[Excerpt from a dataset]
========================================

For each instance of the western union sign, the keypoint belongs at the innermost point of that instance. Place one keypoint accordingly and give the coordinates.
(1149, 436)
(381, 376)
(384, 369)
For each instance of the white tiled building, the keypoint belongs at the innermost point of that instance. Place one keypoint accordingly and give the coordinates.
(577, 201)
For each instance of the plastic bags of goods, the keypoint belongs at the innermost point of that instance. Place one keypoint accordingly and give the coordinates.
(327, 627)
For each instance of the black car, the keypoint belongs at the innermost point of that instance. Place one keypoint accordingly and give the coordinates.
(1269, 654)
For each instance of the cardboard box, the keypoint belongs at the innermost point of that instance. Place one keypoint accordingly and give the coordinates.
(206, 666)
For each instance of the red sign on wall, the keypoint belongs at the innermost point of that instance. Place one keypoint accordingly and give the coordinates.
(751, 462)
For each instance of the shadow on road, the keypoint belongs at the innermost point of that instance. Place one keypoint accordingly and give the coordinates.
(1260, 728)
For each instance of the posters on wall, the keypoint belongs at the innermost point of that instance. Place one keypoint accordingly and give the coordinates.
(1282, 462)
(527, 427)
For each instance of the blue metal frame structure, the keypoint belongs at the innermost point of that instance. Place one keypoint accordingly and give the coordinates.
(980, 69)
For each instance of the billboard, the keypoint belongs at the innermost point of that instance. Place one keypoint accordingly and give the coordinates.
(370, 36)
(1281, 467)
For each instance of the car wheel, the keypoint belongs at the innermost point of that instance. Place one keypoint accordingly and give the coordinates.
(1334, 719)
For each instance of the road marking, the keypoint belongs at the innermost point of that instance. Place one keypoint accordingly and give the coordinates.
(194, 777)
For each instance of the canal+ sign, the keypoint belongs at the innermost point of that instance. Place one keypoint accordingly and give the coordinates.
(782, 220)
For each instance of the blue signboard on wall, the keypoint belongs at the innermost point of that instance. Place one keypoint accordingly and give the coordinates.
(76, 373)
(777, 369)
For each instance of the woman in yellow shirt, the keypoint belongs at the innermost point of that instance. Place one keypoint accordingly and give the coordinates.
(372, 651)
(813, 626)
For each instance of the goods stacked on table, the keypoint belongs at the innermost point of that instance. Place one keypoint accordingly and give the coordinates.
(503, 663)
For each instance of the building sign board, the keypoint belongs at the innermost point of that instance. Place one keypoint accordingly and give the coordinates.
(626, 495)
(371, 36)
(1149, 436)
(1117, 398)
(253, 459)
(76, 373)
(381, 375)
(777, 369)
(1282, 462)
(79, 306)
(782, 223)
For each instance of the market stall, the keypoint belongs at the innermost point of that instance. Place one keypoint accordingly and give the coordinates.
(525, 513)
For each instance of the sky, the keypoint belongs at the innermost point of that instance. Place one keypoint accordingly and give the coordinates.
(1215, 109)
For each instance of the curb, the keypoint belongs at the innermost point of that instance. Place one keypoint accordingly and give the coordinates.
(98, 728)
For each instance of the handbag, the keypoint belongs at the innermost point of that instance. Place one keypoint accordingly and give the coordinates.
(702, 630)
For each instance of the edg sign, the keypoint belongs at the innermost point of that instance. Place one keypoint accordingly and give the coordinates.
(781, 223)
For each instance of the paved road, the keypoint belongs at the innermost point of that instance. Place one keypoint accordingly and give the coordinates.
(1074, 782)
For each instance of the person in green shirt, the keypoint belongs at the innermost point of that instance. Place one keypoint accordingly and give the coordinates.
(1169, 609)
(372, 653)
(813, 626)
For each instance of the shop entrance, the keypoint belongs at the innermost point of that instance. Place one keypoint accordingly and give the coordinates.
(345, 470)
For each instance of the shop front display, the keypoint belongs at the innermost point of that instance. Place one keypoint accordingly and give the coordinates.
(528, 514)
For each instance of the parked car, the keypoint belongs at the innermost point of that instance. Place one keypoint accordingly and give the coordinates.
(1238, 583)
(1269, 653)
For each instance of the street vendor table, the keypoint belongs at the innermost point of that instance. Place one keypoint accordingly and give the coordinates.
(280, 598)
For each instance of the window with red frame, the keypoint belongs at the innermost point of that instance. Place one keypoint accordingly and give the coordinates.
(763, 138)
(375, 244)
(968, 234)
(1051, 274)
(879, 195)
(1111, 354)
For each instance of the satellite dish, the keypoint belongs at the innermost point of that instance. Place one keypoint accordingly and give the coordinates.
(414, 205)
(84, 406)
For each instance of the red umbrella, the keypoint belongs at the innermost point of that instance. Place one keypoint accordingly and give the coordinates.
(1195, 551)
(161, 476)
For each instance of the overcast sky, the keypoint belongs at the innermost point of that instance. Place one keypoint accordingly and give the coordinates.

========================================

**Exercise instructions**. Copy the listing word for word, beginning at the line that contains "For each instance of the shop front" and continuing through its final line.

**Task result**.
For each instance of the shop front display, the keypoint belongs at the innermost point of that instance. Place one keypoint accordingly and give the coordinates.
(528, 514)
For each instance of the parked car, the keypoint belongs at the innermost point of that instance. Place one keypoint accordingly and give the coordinates.
(1238, 583)
(1269, 653)
For each instance of the street vendor table, the keypoint belongs at the innermost point of that instance. Place one keypoint accordingly and give the coordinates.
(280, 598)
For each instance of the window with red frame, the keypoint belongs at the innermost point of that instance. Place one keypoint accordingly and give the coordinates.
(763, 138)
(375, 244)
(968, 234)
(1051, 274)
(879, 195)
(1111, 354)
For each instance of the satellite dish, the keypoint belongs at the innermost point of that instance. Place one keypoint accordingly and give the coordinates.
(414, 205)
(84, 406)
For each instance of the red umbrella, the keypoint belongs at the innermost point of that instance. Place one keypoint accordingly and give the coordinates.
(1195, 551)
(161, 476)
For each instance of the overcast sky, the keypoint belongs at the innermost point of that instance. Place one keypoint accordingly and give the coordinates.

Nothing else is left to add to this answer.